30      Orbene, sarebbe in contrasto con tale obiettivo interpretare l’articolo 203 della direttiva IVA nel senso che l’emittente apparente di una fattura fraudolenta in cui è indicata l’IVA, che si sia fatto di usurpare l’identità di soggetto passivo dell’IVA, sia considerato essere «chiunque indichi tale imposta», ai sensi di detto articolo 203, qualora detto emittente apparente sia in buona fede e l’amministrazione tributaria conosca l’identità della persona che ha realmente emesso detta falsa fattura. In una situazione siffatta, è quindi proprio quest’ultima persona che dev’essere considerata «chiunque indichi tale imposta» ai sensi di detto articolo 203.

31      Nel caso di specie, una dipendente ha utilizzato i dati del proprio datore di lavoro, all’insaputa e senza consenso di quest’ultimo, per emettere false fatture in cui è indicata l’IVA e quest’ultimo è presentato quale soggetto passivo, allo scopo di venderle illegalmente affinché gli acquirenti possano indebitamente beneficiare di un diritto a detrazione dell’IVA indebita.

32      Nella sua decisione di rinvio, il giudice del rinvio precisa tuttavia che il datore di lavoro non avrebbe dato prova di aver agito con tutta la dovuta diligenza per evitare l’emissione di fatture fraudolente. Infatti, tale dipendente era incaricata della fatturazione e avrebbe avuto in particolare il potere di emettere fatture IVA al di fuori del sistema informatico di fatturazione, senza che fosse necessario ottenere l’ulteriore consenso del datore di lavoro. L’amministrazione tributaria avrebbe pertanto ritenuto che detto datore di lavoro fosse venuto meno all’obbligo di vigilanza e che la sua negligenza gli avrebbe impedito di scoprire e di prevenire le pratiche fraudolente della sua dipendente. Detta amministrazione ha quindi ritenuto che tale datore di lavoro dovesse essere considerato quale persona che indica l’IVA, ai sensi dell’articolo 203 della direttiva IVA, e che egli fosse pertanto debitore dell’IVA indicata nelle fatture controverse, in applicazione della disposizione nazionale che traspone detto articolo 203.

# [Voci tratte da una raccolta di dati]
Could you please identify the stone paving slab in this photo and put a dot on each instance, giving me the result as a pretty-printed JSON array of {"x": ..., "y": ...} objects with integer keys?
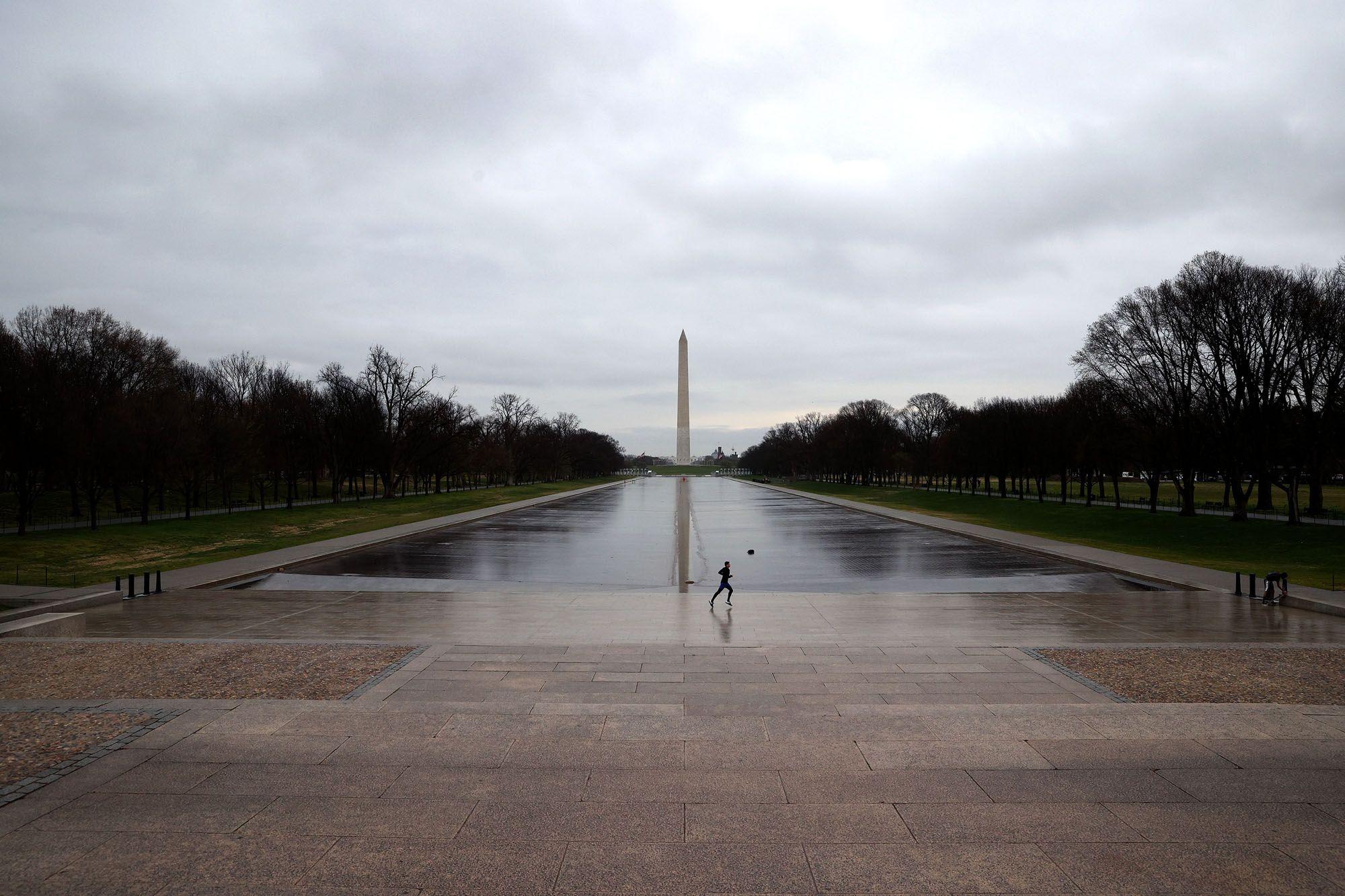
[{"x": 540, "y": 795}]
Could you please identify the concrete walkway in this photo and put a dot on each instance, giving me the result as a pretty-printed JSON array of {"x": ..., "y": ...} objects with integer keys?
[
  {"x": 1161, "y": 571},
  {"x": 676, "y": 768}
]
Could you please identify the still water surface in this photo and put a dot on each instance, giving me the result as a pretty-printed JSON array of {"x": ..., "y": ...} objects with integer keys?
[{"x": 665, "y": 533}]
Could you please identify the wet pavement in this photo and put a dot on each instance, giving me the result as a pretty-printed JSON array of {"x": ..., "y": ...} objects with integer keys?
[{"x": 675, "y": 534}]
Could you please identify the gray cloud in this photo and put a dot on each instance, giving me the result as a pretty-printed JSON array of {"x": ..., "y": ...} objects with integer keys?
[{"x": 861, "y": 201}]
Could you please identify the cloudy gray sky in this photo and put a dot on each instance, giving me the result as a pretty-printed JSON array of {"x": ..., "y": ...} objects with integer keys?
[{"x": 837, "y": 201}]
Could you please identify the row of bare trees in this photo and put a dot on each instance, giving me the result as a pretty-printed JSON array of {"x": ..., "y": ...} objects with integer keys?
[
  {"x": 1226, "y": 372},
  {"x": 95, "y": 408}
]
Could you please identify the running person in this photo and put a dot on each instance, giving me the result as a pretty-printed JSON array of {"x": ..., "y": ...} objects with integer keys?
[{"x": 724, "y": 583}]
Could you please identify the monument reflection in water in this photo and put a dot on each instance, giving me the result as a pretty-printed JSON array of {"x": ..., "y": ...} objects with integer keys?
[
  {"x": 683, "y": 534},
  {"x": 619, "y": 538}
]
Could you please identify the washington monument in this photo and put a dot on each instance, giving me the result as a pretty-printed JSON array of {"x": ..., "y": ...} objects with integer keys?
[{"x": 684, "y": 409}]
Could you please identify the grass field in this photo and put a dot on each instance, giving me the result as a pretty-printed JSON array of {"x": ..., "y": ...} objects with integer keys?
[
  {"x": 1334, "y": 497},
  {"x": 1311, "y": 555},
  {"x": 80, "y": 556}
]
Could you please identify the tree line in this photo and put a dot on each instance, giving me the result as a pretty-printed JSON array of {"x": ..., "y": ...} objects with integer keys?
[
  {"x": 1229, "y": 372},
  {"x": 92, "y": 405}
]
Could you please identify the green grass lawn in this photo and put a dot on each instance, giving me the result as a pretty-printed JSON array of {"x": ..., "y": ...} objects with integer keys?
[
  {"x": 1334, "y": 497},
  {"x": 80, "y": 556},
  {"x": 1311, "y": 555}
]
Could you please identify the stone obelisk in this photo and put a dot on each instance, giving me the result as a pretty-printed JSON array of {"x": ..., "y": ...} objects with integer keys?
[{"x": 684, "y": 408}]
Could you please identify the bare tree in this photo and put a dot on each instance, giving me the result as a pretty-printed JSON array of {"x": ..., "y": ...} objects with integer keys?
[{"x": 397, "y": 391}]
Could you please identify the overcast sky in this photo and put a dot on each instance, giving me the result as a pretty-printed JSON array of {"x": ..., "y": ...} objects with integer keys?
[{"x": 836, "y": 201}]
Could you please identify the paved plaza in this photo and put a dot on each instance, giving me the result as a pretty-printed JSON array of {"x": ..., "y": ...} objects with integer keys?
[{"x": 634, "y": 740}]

# [Compiti ed esercizi]
a. Riporti il passo del testo sulla direttiva IVA compreso tra «30      Orbene, sarebbe in» e «di detto articolo 203.», estremi inclusi.
b. Prosegua il testo sulle fatture IVA fraudolente a partire dal punto in cui si interrompe.

# [Soluzioni degli esercizi]
a.
30      Orbene, sarebbe in contrasto con tale obiettivo interpretare l’articolo 203 della direttiva IVA nel senso che l’emittente apparente di una fattura fraudolenta in cui è indicata l’IVA, che si sia fatto di usurpare l’identità di soggetto passivo dell’IVA, sia considerato essere «chiunque indichi tale imposta», ai sensi di detto articolo 203, qualora detto emittente apparente sia in buona fede e l’amministrazione tributaria conosca l’identità della persona che ha realmente emesso detta falsa fattura. In una situazione siffatta, è quindi proprio quest’ultima persona che dev’essere considerata «chiunque indichi tale imposta» ai sensi di detto articolo 203.

b.
33      A tal riguardo, occorre ricordare che, secondo una costante giurisprudenza, per quanto sviluppata in circostanze certamente diverse da quelle di cui al procedimento principale, non è contrario al diritto dell’Unione esigere che un operatore adotti tutte le misure che gli si possono ragionevolmente richiedere al fine di assicurarsi che l’operazione che effettua non lo conduca a partecipare ad una evasione dell’IVA (sentenze del 27 settembre 2007, Teleos e a., C-409/04, EU:C:2007:548, punto 65, nonché del 21 giugno 2012, Mahagében e Dávid, C-80/11 e C-142/11, EU:C:2012:373, punto 54).

34      In tale prospettiva, la Corte ha già dichiarato che, qualora sussistano indizi che consentono di sospettare l’esistenza di irregolarità o di evasione, un operatore accorto può, secondo le circostanze del caso di specie, vedersi obbligato ad assumere informazioni su un altro operatore, presso il quale prevede di acquistare beni o servizi, al fine di sincerarsi della sua affidabilità (sentenza del 21 giugno 2012, Mahagében e Dávid, C-80/11 e C-142/11, EU:C:2012:373, punto 60).

35      Orbene, tenuto conto dell’obiettivo menzionato al punto 29 della presente sentenza, un analogo dovere di diligenza deve gravare, nell’ambito dell’articolo 203 della direttiva IVA, sul datore di lavoro nei confronti del suo dipendente, in particolare quando tale dipendente è incaricato di emettere fatture in cui è indicata l’IVA a nome e per conto del datore di lavoro. Pertanto, tale datore di lavoro, soggetto all’IVA, non può essere considerato in buona fede se non ha dato prova di aver agito con la diligenza ragionevolmente dovuta per controllare le condotte del suo dipendente e, ciò facendo, evitare che quest’ultimo possa utilizzare i suoi dati di identificazione in quanto soggetto passivo dell’IVA per emettere false fatture a fini fraudolenti. In una situazione siffatta, le condotte fraudolente del suo dipendente possono essergli imputate in modo tale che esso deve essere considerato quale persona che indica l’IVA nelle fatture controverse, ai sensi di detto articolo 203.

36      Pertanto, in tali circostanze, spetta all’amministrazione tributaria o al giudice adito procedere ad una valutazione globale dell’insieme degli elementi pertinenti per stabilire se il soggetto passivo, cui un dipendente ha usurpato i dati di identificazione dell’IVA allo scopo di emettere false fatture a fini fraudolenti, abbia dato prova di aver agito con la diligenza ragionevolmente dovuta per controllare le condotte di tale dipendente. Se così non è, tale soggetto passivo è debitore dell’IVA indicata nelle fatture suddette, in forza dell’articolo 203 della direttiva IVA.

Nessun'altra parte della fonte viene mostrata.